--- begin ---
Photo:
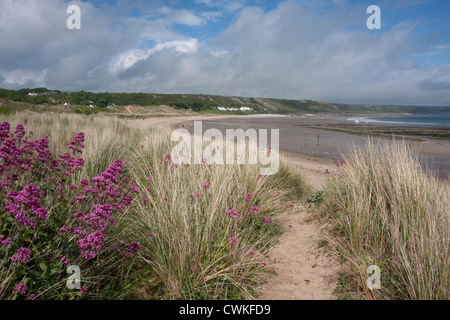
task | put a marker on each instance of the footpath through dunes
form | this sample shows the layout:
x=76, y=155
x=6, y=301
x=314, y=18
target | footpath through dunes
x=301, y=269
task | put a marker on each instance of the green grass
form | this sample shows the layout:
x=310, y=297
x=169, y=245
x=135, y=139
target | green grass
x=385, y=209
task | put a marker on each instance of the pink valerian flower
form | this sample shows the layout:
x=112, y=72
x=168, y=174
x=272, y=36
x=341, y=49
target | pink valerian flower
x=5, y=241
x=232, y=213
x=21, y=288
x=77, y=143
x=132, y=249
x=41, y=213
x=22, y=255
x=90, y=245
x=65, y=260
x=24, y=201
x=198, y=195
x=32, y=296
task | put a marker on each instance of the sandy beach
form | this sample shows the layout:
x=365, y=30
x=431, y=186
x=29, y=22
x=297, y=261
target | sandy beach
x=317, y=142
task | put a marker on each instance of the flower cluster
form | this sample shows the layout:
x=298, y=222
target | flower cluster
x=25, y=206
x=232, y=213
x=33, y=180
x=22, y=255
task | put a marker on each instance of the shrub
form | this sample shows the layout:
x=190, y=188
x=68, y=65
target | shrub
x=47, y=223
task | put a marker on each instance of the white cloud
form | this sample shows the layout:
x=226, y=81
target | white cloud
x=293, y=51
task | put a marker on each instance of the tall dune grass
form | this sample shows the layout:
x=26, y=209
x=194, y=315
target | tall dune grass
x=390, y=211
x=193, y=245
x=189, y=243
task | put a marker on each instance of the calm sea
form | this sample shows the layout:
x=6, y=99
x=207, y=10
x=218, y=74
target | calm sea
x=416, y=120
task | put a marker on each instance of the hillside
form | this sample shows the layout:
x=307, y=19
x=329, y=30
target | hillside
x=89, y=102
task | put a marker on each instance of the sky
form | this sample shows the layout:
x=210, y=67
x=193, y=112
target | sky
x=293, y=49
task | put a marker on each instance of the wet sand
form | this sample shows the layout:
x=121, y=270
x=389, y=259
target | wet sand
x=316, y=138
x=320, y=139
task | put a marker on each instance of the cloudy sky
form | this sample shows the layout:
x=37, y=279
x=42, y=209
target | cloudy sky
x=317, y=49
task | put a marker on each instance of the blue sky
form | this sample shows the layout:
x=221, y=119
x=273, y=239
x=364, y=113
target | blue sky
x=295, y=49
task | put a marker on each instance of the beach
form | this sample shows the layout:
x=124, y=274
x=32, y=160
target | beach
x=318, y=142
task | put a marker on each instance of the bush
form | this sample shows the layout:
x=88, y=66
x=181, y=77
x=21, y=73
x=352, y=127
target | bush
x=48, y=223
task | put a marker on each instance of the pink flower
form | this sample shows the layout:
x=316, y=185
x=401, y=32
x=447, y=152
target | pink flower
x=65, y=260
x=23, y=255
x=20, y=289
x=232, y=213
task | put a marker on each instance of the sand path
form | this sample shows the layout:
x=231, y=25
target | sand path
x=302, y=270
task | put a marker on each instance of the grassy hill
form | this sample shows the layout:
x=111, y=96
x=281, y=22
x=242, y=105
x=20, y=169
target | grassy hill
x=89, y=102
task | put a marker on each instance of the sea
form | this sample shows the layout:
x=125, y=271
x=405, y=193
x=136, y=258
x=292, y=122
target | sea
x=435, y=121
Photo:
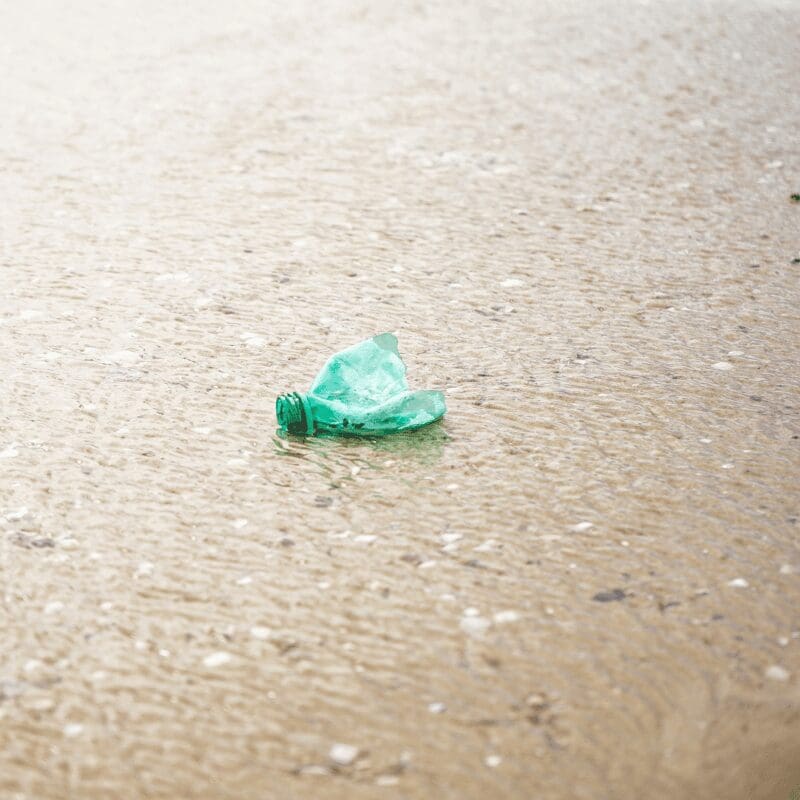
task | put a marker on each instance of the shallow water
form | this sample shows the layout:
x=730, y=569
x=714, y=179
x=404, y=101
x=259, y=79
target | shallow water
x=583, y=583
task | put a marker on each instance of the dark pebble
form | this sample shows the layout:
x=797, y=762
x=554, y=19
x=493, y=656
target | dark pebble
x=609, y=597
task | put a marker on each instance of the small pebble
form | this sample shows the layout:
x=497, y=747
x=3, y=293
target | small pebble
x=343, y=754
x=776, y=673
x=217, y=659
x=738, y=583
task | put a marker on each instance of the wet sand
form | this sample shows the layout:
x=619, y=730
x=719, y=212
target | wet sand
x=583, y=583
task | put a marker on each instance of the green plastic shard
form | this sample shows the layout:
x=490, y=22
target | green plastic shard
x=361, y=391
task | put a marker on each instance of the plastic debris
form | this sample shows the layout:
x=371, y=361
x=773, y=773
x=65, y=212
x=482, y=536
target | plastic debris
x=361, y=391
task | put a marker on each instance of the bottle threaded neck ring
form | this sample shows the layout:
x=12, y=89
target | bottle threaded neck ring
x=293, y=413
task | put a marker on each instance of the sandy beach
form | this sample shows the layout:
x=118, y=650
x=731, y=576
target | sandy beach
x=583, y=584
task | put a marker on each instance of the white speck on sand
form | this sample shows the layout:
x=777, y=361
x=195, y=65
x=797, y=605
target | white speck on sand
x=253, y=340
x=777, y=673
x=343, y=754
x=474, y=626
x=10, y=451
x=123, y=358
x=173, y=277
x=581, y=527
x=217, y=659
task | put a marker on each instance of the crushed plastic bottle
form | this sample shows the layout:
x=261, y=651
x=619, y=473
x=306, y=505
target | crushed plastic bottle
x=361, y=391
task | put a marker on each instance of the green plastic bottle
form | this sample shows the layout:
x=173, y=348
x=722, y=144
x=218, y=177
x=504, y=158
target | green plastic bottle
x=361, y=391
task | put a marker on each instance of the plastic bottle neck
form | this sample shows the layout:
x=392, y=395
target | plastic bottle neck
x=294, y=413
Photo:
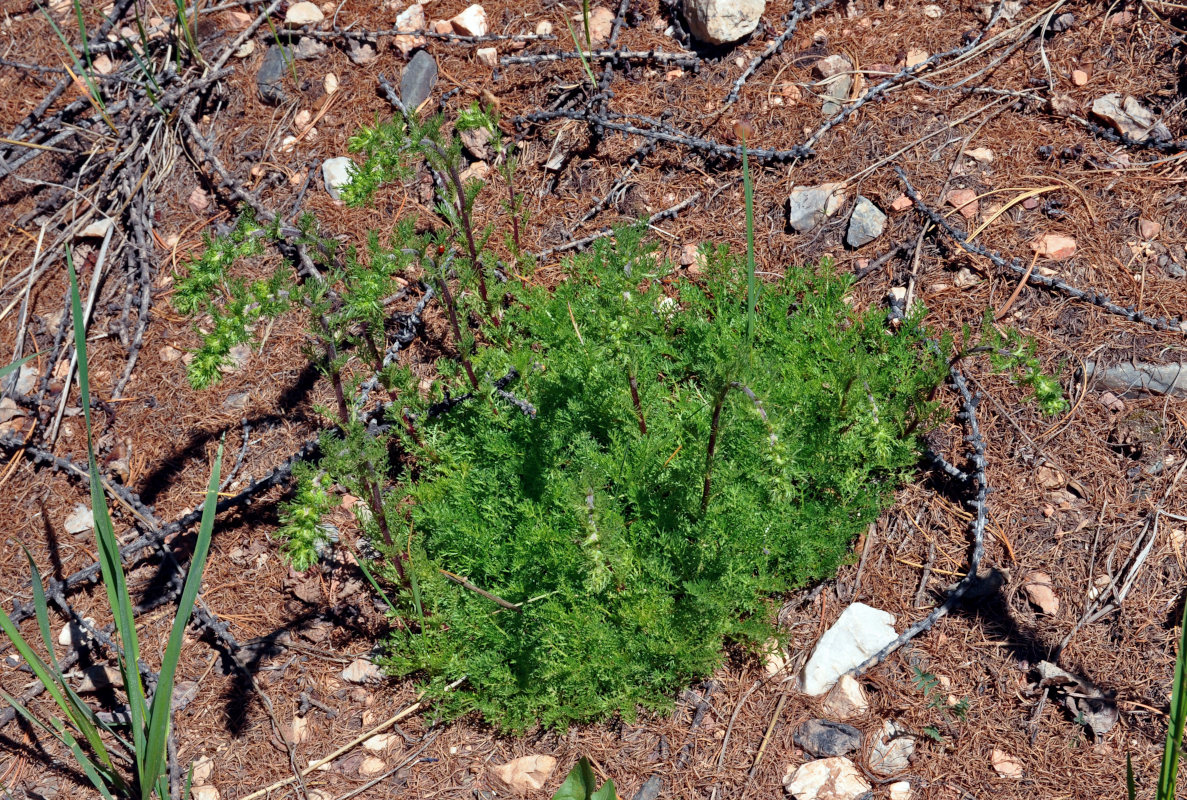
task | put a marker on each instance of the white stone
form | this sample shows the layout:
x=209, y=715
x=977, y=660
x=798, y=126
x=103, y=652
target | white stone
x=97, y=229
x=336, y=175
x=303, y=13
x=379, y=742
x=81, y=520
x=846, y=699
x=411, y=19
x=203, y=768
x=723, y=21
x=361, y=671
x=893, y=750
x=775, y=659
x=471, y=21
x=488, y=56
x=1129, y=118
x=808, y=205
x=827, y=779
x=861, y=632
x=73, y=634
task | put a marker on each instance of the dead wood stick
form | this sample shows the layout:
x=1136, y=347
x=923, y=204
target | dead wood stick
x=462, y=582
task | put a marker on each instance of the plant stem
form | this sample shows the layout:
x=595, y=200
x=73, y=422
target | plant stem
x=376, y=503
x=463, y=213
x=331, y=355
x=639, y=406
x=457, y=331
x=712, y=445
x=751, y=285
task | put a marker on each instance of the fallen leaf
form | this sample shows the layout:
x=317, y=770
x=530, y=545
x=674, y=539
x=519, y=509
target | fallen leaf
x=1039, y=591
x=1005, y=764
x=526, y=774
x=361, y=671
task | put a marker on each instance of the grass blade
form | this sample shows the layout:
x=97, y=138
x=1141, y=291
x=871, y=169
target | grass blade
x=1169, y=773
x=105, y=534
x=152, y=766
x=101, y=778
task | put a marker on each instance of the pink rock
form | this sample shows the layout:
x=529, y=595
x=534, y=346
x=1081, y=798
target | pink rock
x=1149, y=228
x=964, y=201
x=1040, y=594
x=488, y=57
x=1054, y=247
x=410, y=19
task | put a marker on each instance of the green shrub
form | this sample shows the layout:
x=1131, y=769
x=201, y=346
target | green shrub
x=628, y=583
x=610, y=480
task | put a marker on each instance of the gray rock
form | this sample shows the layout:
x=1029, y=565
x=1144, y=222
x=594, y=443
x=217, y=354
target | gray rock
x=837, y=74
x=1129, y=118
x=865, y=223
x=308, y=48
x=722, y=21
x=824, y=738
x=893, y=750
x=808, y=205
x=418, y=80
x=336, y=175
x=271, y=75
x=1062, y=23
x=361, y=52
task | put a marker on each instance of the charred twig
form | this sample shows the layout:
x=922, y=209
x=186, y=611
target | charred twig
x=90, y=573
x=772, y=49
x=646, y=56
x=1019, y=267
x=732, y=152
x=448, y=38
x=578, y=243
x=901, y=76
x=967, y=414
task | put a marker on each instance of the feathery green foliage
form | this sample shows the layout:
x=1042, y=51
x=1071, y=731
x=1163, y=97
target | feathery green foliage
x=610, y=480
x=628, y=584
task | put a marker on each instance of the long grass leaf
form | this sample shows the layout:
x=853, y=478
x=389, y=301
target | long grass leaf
--- end ---
### [Short exercise]
Starting with the line containing "task | put a marker on each instance of the dead" and going on through the line containing "x=628, y=584", write these entries again with "charred twig" swapped for "burnt twig", changing nothing else.

### [Final result]
task | put a marker on each instance of the dead wood stick
form | this sample shows the layout:
x=1136, y=347
x=923, y=204
target | dead wood stick
x=462, y=582
task | put a marker on each instance of the plant stem
form | this sample shows the layout:
x=595, y=200
x=73, y=422
target | plant stem
x=376, y=503
x=463, y=213
x=331, y=355
x=639, y=406
x=457, y=331
x=712, y=445
x=751, y=285
task | put a marker on each instance of the fallen leaf
form | this sample shows the layout:
x=317, y=770
x=530, y=545
x=674, y=539
x=519, y=509
target | fallen leaf
x=1039, y=591
x=1005, y=764
x=526, y=774
x=361, y=671
task | put a marker on each instance of the grass blade
form | this sample shows the layout:
x=97, y=138
x=1141, y=291
x=871, y=169
target | grass blade
x=1169, y=773
x=105, y=534
x=152, y=766
x=101, y=778
task | put a marker on each instance of the pink rock
form | this sample shows the layout:
x=529, y=595
x=534, y=346
x=1081, y=798
target | pink rock
x=1149, y=228
x=964, y=201
x=1040, y=594
x=488, y=57
x=1054, y=247
x=410, y=19
task | put a marker on each instance of the green shrub
form | this sample shows the layout:
x=1131, y=769
x=201, y=346
target | green shrub
x=628, y=583
x=610, y=480
task | put a marker on each instance of the gray rock
form | this sample shows the layout:
x=1029, y=565
x=1144, y=222
x=594, y=443
x=217, y=354
target | gray rock
x=837, y=74
x=1129, y=118
x=865, y=223
x=308, y=48
x=722, y=21
x=824, y=738
x=893, y=750
x=808, y=205
x=418, y=80
x=336, y=175
x=271, y=75
x=1062, y=23
x=361, y=52
task | put a marker on each instance of the burnt twig
form | this sample shows the layout:
x=922, y=209
x=186, y=611
target | burnt twig
x=90, y=573
x=772, y=49
x=646, y=56
x=1019, y=267
x=732, y=152
x=448, y=38
x=578, y=243
x=901, y=76
x=967, y=414
task | put a marker on each instance of the feathery green foliage
form | this sample shows the layout:
x=1042, y=51
x=1071, y=731
x=1163, y=97
target | feathery green foliage
x=610, y=480
x=628, y=584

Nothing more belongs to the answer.